--- Source passage ---

■ ■ ■

The present article describes how to connect and use multiple Analog Devices DS18B20 temperature sensors concurrently. One of the nice features of this sensor is the 1-Wire communication protocol interface with CRC data integrity checks. This particular 1-Wire interface derives the energy used from the data line itself, therefore eliminating the typical need of an external power source line. With a unique 64-Bit Lasered ROM Code,
multiple of these temperature sensors can share the 1-Wire bus concurrently. A system can control many of these DS18B20s distributed over a huge area. Applications that can benefit from this feature include temperature environmental monitoring, temperature control inside buildings, industrial equipment, or machinery, process monitoring and control systems.
The main features of the Analog Devices DS18B20 temperature sensors are:
• Unique 1-Wire® Interface Requires Only One Port Pin for Communication
• Reduce Component Count with Integrated Temperature Sensor and EEPROM
• Measures Temperatures from -55°C to +125°C (-67°F to +257°F)
• ±0.5°C Accuracy from -10°C to +85°C
• Programmable Resolution from 9 Bits to 12 Bits (Configuration Register)
• No External Components Required Parasitic Power Mode Requires Only 2 Pins for Operation (DQ and GND)

■ ■ ■

Entries from a pointing dataset:
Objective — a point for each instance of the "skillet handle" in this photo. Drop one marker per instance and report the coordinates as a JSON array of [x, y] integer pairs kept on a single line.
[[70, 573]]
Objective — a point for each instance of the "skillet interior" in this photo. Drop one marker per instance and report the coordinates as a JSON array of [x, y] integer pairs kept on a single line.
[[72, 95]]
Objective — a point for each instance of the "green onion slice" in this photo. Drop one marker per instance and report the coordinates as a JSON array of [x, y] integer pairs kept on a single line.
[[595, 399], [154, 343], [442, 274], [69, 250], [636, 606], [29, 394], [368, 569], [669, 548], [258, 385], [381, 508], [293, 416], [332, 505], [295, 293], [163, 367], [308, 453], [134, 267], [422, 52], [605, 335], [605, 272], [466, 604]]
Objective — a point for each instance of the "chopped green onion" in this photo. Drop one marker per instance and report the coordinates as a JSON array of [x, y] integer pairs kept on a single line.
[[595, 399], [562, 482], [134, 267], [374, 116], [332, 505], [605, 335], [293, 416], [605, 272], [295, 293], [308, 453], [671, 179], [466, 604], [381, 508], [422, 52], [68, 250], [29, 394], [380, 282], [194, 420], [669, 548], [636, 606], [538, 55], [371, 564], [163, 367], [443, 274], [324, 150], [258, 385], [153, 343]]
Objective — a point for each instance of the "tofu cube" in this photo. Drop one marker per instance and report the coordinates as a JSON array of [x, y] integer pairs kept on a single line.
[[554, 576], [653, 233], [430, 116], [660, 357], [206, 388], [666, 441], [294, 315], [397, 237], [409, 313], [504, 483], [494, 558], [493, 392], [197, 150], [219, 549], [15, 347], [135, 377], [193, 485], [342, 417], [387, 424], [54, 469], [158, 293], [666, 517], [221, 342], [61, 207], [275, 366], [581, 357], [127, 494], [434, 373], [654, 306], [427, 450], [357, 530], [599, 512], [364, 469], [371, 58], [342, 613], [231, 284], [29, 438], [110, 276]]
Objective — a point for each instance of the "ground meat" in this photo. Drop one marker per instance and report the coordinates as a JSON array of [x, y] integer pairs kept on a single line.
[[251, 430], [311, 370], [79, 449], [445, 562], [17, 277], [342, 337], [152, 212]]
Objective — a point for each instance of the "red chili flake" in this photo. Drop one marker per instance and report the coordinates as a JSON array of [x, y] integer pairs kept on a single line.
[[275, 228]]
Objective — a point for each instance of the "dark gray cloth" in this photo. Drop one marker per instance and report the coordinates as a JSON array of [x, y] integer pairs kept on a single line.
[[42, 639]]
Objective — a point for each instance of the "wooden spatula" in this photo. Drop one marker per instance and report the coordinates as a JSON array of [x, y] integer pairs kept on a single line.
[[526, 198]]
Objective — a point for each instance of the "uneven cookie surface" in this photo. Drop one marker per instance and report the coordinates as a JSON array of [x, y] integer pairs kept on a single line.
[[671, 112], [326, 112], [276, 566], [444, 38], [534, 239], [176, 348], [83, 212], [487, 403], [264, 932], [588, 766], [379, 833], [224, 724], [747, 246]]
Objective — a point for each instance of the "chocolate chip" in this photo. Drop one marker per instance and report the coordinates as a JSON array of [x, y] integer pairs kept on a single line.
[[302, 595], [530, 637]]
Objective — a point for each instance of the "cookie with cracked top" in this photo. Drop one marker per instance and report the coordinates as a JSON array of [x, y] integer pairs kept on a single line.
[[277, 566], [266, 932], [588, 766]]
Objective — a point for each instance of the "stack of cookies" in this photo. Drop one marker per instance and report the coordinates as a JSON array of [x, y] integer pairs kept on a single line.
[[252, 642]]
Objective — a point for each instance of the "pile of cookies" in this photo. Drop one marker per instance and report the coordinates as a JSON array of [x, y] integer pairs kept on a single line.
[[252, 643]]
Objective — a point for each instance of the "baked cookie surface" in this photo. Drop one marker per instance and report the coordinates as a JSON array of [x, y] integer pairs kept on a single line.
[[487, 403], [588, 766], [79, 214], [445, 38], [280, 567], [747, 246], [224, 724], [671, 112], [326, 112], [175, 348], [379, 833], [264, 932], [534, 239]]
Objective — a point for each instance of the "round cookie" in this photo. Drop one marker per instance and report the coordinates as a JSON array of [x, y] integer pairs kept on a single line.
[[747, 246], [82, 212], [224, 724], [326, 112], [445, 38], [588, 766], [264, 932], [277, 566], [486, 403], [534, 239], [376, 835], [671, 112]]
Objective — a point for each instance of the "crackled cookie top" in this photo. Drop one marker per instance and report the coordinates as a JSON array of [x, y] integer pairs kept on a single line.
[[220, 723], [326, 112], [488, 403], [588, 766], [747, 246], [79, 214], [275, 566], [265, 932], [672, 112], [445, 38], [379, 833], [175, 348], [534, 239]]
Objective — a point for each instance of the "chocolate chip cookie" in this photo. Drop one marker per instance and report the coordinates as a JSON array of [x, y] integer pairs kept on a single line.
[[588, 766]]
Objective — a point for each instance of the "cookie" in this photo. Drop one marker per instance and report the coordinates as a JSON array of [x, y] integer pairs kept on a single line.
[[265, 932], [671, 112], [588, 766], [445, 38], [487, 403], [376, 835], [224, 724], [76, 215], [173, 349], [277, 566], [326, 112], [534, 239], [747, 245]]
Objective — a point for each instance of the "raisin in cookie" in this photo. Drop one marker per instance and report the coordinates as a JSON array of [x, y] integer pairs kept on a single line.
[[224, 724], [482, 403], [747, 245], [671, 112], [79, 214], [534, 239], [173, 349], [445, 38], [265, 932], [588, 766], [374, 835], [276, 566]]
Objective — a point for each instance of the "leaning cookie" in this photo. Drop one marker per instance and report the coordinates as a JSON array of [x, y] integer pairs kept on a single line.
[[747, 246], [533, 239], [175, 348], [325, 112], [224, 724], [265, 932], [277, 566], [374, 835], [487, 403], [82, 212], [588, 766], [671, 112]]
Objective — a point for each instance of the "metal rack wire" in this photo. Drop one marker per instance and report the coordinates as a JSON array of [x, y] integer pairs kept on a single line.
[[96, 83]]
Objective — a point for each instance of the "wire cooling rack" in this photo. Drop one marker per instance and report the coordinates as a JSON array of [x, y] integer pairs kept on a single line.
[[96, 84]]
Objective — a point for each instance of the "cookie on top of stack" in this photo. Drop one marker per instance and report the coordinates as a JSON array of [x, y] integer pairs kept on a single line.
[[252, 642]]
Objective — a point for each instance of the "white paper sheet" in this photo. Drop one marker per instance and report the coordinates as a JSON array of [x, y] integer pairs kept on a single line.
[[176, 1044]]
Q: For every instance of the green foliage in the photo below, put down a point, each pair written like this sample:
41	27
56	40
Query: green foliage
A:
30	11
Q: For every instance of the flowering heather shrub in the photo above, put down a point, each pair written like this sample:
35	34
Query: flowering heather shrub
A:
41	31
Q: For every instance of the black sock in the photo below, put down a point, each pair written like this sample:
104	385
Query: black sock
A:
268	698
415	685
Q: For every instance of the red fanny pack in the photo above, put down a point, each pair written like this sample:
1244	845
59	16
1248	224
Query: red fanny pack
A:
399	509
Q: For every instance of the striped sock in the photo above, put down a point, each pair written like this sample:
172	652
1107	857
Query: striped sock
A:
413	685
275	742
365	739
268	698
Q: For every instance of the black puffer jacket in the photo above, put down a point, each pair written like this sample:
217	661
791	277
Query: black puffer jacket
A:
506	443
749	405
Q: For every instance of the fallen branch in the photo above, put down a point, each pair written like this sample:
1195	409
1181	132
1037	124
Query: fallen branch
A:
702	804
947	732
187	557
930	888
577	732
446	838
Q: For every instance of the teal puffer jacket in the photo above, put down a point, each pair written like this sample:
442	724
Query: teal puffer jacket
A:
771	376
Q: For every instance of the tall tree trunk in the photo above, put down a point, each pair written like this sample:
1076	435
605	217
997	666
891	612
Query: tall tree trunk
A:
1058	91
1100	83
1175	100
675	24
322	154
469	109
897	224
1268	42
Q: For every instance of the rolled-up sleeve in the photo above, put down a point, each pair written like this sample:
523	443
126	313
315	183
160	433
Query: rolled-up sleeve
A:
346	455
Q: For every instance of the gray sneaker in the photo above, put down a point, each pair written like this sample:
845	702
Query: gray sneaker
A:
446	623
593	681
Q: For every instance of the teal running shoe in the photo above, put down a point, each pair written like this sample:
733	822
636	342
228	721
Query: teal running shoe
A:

■ ■ ■

--- Problems and tasks ---
1 - Condense the paragraph of the DS18B20 article that begins "The present article describes" into a short bulleted list that keeps its main facts.
2 - Pick up the DS18B20 article after its final sentence and keep writing it.
The rows stand apart from the DS18B20 article and are separate material.

--- Results for the exercise ---
1 -
- Covers connecting and using several Analog Devices DS18B20 temperature sensors at once
- Uses the 1-Wire communication protocol with CRC data integrity checks
- Draws power from the data line, so no separate power line is typically needed
- Each sensor has a unique 64-bit lasered ROM code, letting many sensors share one 1-Wire bus
- One system can control many sensors spread over a large area
- Suited to environmental temperature monitoring, building temperature control, industrial equipment or machinery, and process monitoring and control systems

2 -
• Simplifies Distributed Temperature-Sensing Applications with Multidrop Capability
• Each Device Has a Unique 64-Bit Serial Code Stored in On-Board ROM
• Flexible User-Definable Nonvolatile (NV) Alarm Settings with Alarm Search Command Identifies Devices with Temperatures Outside Programmed Limits
• Available in 8-Pin SO (150 mils), 8-Pin µSOP, and 3-Pin TO-92 Packages
The 3 Analog Devices DS18B20 temperature sensors used using for this demo are in TO-92 form factor as shown below,
The block diagram of the Analog Devices DS18B20 temperature sensor as follows:
The core functionality of the DS18B20 is its direct-to digital temperature sensor. The resolution of the temperature sensor is user-configurable to 9, 10, 11, or 12 bits (via Configuration Register), corresponding to increments of 0.5°C, 0.25°C, 0.125°C, and 0.0625°C, respectively. The default resolution at power-up is 12-bit. The DS18B20 output temperature data is calibrated in degrees Celsius; for Fahrenheit applications, a lookup table or conversion routine must be used. The temperature data is stored as a 16-bit sign-extended two’s complement number in the temperature register as shown in the next table,
The DS18B20 can also be powered by the conventional method of connecting an external power supply to the VDD pin as shown in the following block diagram if needed,
The DS18B20 internal memory layout is shown below,
The memory consists of an SRAM scratchpad with nonvolatile EEPROM storage for the high and low alarm trigger registers (TH and TL) and configuration register. Note that if the DS18B20 alarm function is not used, the TH and TL registers can serve as general-purpose memory.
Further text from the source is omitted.